‘In a Struggle’
To establish the context of her complaint, the mother said she currently is “in a dramatic struggle for my child’s education, therapy and well-being.” She also acknowledged that “the scope and complexity of the relationships and legal issues between parents and school districts” regarding disabled students is daunting.
Discipline Cited
In a letter to Dr. Cote dated March 25, Ms. Copeland said that two years ago Mr. Fulfrost and other members of his former firm were “sanctioned for lying, unethically protracting a court battle and intentionally obstructing the fair finding in a case involving an autistic boy who subsequently lost years of therapy while his parents fought these dishonest lawyers in court.”
In the spirit of that court-imposed discipline, and after saying she saw signs of the punished conduct resurfacing, the mother made her plea.
Is It Fair?
“As a concerned parent,” Ms. Copeland wrote, “I would urge you to review your affiliation with this lawyer and this law firm, and decide if it’s fair or legal to the children in your district or the families who undergo this invasive and dishonest strategy. It amounts to the legal definition of harassment.”
Ms. Copeland asserted that in cases involving special education students, Mr. Fulfrost is a specialist “at wearing down the parents, keeping the proceedings going to exhaust the parents’ resources so that his side does not have to acquiesce to the parents. It’s about wearing the parents down so that they will scuttle off with their tails between their legs without getting what they need for their child.”
The Mastermind?

■ **RECORD EXTRACTS**

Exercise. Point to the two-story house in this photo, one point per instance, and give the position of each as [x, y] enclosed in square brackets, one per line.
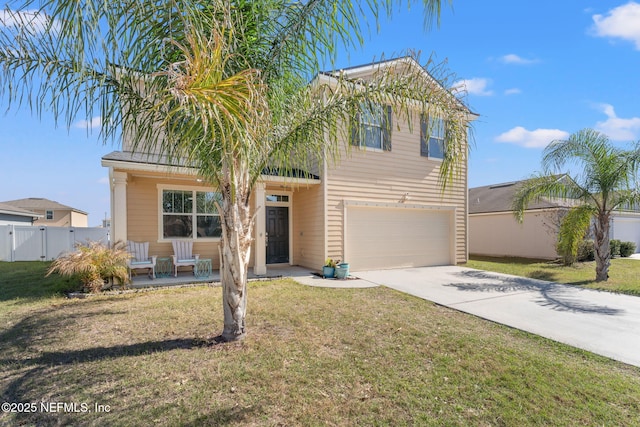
[379, 206]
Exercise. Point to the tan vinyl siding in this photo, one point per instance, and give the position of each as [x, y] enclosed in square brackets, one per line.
[499, 234]
[384, 177]
[308, 229]
[143, 216]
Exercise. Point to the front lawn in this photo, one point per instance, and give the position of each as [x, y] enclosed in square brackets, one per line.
[624, 273]
[313, 356]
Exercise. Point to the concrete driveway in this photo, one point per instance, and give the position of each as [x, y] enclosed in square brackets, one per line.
[601, 322]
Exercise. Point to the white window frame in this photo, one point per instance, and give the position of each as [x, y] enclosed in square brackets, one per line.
[377, 113]
[439, 125]
[194, 213]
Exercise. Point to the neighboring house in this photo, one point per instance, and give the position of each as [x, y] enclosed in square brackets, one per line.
[494, 231]
[379, 207]
[11, 215]
[52, 213]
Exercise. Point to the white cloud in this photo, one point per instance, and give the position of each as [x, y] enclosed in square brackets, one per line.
[621, 22]
[474, 86]
[616, 128]
[31, 21]
[512, 58]
[94, 123]
[538, 138]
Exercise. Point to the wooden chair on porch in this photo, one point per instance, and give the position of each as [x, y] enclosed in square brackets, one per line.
[140, 258]
[183, 256]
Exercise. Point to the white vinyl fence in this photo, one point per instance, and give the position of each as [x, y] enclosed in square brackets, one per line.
[34, 243]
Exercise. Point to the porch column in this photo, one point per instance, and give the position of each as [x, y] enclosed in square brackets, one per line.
[260, 266]
[118, 207]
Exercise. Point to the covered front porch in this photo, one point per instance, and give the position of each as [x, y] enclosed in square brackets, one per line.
[188, 278]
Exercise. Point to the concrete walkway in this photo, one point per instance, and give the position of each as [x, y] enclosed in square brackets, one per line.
[601, 322]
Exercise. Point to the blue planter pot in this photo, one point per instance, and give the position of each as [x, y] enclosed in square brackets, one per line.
[328, 272]
[342, 271]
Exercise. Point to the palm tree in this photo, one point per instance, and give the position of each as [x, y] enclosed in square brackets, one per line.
[221, 85]
[606, 181]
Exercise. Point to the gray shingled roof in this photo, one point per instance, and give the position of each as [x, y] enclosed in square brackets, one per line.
[151, 159]
[499, 198]
[40, 203]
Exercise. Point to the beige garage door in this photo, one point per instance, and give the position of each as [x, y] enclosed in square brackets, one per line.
[397, 237]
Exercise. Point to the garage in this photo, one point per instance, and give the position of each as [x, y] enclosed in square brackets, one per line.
[388, 237]
[626, 228]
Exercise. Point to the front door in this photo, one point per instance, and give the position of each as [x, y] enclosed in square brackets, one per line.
[277, 234]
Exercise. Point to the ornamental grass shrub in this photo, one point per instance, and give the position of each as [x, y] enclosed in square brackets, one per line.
[94, 263]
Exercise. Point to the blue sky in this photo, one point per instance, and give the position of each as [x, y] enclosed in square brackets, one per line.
[534, 70]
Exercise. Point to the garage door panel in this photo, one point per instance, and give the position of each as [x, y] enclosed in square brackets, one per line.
[396, 237]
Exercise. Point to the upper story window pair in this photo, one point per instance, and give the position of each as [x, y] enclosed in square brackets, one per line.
[373, 131]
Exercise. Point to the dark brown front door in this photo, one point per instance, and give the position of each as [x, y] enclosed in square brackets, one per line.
[277, 234]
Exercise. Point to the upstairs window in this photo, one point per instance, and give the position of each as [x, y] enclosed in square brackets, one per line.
[373, 128]
[432, 133]
[190, 214]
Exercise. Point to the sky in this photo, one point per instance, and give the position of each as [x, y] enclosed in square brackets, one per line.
[534, 71]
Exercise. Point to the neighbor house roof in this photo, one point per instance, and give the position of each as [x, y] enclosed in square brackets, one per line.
[499, 198]
[39, 203]
[12, 210]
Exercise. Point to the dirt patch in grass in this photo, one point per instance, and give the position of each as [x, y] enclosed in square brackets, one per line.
[313, 356]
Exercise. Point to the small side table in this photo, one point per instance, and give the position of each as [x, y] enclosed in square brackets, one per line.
[203, 268]
[164, 267]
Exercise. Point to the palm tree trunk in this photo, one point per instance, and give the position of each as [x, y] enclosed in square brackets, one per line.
[235, 252]
[602, 249]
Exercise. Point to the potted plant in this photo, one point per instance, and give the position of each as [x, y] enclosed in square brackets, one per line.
[329, 268]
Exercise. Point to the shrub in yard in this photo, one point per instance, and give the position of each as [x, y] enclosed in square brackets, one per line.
[627, 248]
[94, 263]
[614, 246]
[586, 251]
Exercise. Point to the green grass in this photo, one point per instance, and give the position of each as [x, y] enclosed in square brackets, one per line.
[624, 273]
[313, 356]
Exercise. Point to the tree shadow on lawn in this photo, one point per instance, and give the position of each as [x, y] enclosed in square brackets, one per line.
[35, 366]
[554, 295]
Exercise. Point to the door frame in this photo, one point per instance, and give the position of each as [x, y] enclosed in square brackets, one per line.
[284, 204]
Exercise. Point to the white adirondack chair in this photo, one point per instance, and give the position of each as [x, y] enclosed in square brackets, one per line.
[140, 258]
[183, 256]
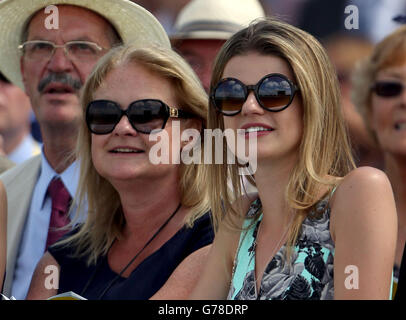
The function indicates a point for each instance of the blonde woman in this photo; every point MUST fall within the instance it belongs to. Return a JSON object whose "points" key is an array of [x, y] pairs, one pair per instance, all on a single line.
{"points": [[379, 93], [3, 234], [317, 228], [143, 218]]}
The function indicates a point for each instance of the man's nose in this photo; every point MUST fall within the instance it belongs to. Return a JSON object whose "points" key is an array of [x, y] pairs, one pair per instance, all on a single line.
{"points": [[59, 62]]}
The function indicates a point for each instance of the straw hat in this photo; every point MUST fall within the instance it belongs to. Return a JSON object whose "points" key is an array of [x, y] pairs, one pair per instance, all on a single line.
{"points": [[132, 22], [215, 19]]}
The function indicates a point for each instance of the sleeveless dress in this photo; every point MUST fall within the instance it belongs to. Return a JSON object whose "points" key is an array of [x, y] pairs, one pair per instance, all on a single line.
{"points": [[309, 275]]}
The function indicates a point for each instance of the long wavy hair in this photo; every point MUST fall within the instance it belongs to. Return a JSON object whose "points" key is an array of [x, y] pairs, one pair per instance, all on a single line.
{"points": [[105, 219], [324, 151]]}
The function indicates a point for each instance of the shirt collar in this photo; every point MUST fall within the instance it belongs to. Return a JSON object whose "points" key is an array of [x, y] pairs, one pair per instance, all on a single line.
{"points": [[69, 177]]}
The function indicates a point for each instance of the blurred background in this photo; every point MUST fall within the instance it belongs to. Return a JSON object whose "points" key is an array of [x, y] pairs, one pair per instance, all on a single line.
{"points": [[320, 17]]}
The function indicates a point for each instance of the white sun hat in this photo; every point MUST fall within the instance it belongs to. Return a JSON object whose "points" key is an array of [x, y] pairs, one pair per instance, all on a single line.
{"points": [[215, 19], [132, 22]]}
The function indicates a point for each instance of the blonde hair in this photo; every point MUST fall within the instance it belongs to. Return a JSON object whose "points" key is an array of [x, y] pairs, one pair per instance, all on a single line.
{"points": [[391, 51], [105, 219], [324, 150]]}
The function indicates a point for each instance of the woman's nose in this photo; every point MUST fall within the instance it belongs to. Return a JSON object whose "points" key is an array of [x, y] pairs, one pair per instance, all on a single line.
{"points": [[251, 105]]}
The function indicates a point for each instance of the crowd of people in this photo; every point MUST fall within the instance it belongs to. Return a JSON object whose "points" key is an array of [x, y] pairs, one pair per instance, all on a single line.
{"points": [[110, 89]]}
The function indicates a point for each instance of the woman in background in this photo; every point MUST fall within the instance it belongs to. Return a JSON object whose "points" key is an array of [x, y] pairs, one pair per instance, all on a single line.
{"points": [[143, 218], [379, 93]]}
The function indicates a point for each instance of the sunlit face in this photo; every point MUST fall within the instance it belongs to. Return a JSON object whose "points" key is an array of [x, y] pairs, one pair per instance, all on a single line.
{"points": [[201, 54], [58, 103], [388, 114], [284, 129], [124, 154]]}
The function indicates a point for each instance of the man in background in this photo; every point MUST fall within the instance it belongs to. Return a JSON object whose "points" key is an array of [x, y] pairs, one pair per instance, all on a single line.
{"points": [[203, 26], [52, 66]]}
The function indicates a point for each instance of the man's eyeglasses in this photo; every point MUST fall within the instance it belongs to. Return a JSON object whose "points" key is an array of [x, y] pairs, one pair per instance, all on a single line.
{"points": [[274, 92], [40, 50], [388, 88], [145, 115]]}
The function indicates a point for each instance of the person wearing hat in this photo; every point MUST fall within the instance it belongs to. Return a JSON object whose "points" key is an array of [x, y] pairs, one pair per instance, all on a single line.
{"points": [[49, 51], [203, 26]]}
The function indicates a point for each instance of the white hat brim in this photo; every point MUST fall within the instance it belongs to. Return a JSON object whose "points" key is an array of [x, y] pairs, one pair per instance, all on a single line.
{"points": [[132, 22]]}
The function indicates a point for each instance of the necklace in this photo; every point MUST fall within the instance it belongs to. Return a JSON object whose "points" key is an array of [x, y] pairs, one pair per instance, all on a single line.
{"points": [[132, 259]]}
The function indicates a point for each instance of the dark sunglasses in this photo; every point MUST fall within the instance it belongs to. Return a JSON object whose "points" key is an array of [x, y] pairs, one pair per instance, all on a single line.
{"points": [[387, 88], [274, 92], [144, 115]]}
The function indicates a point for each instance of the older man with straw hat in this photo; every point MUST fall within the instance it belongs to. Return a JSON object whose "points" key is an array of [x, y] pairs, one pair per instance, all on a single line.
{"points": [[202, 27], [48, 48]]}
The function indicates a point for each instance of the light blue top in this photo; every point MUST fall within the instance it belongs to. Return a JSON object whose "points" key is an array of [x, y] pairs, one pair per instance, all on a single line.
{"points": [[309, 275], [33, 241], [28, 148]]}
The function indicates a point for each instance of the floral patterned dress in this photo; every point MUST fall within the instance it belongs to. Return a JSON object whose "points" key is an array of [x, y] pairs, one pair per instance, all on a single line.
{"points": [[309, 275]]}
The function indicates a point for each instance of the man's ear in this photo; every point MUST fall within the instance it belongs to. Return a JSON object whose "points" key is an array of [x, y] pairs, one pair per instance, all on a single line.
{"points": [[22, 71]]}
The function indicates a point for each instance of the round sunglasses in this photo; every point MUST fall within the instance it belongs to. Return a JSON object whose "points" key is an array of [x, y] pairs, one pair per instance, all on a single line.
{"points": [[145, 115], [274, 92], [387, 88]]}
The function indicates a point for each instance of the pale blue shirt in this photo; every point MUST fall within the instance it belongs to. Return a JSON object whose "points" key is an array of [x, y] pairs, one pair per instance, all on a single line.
{"points": [[33, 242], [28, 148]]}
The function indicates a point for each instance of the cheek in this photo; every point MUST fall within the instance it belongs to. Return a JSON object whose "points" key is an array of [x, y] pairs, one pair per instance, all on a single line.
{"points": [[230, 122], [378, 114], [96, 152]]}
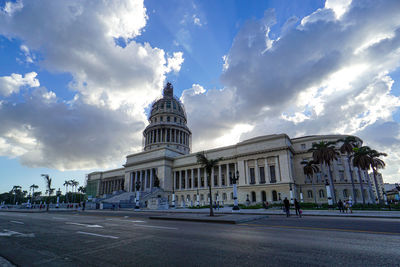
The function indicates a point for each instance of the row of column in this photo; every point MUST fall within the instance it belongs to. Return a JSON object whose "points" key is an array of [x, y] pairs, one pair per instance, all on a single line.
{"points": [[167, 135], [182, 179], [271, 173], [107, 187], [146, 178]]}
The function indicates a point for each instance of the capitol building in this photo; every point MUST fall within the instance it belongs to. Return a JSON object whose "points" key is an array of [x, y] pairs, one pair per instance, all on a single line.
{"points": [[269, 167]]}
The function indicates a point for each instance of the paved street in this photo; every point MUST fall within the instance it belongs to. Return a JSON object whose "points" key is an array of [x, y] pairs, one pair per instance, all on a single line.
{"points": [[122, 239]]}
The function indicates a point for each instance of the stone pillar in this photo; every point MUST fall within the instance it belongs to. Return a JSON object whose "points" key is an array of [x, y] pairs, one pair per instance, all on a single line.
{"points": [[277, 169], [220, 175], [198, 178], [266, 172], [192, 171], [151, 178], [256, 172]]}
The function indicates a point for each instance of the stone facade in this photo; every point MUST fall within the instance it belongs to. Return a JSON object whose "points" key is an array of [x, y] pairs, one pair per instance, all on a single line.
{"points": [[268, 166]]}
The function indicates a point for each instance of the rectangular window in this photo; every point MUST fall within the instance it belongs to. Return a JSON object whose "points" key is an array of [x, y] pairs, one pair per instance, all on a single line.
{"points": [[272, 174], [341, 176], [262, 175], [252, 176]]}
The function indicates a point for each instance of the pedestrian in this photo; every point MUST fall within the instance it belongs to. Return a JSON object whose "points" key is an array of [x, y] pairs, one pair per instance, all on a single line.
{"points": [[340, 206], [297, 207], [287, 206]]}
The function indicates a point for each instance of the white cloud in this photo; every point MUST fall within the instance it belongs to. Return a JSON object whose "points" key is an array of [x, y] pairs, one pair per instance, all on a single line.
{"points": [[12, 84], [313, 79]]}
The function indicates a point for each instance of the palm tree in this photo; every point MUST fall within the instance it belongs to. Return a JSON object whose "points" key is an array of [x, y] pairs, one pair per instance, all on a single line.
{"points": [[33, 187], [324, 153], [377, 163], [349, 143], [66, 184], [49, 190], [309, 169], [208, 164], [362, 160], [15, 190]]}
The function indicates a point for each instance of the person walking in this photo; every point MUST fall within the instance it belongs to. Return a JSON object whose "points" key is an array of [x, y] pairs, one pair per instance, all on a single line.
{"points": [[297, 207], [287, 206], [340, 206]]}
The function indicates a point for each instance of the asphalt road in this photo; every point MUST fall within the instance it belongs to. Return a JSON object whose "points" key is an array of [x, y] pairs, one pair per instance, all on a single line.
{"points": [[72, 239]]}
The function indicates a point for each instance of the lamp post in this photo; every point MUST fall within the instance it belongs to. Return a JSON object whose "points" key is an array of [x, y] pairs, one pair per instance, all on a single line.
{"points": [[137, 206], [198, 198], [328, 193], [234, 179]]}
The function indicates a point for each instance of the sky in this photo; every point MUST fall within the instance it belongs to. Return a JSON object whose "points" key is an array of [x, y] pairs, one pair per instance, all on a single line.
{"points": [[77, 77]]}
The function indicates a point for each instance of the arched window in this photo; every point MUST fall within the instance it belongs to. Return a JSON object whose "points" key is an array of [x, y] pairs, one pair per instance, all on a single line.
{"points": [[345, 193], [263, 196], [253, 196], [274, 196]]}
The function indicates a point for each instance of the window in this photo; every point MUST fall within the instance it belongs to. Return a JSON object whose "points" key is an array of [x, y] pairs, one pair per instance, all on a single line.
{"points": [[274, 196], [341, 176], [263, 196], [262, 175], [253, 196], [345, 193], [252, 176], [272, 174]]}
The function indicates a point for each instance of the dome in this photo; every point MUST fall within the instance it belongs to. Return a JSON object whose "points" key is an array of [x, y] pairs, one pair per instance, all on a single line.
{"points": [[168, 104], [167, 124]]}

■ **ACTIVITY**
From the article on the mother's complaint about the district's lawyer, retype word for word the passage that begins with "Discipline Cited" and ends with "Is It Fair?".

■ **REPLY**
Discipline Cited
In a letter to Dr. Cote dated March 25, Ms. Copeland said that two years ago Mr. Fulfrost and other members of his former firm were “sanctioned for lying, unethically protracting a court battle and intentionally obstructing the fair finding in a case involving an autistic boy who subsequently lost years of therapy while his parents fought these dishonest lawyers in court.”
In the spirit of that court-imposed discipline, and after saying she saw signs of the punished conduct resurfacing, the mother made her plea.
Is It Fair?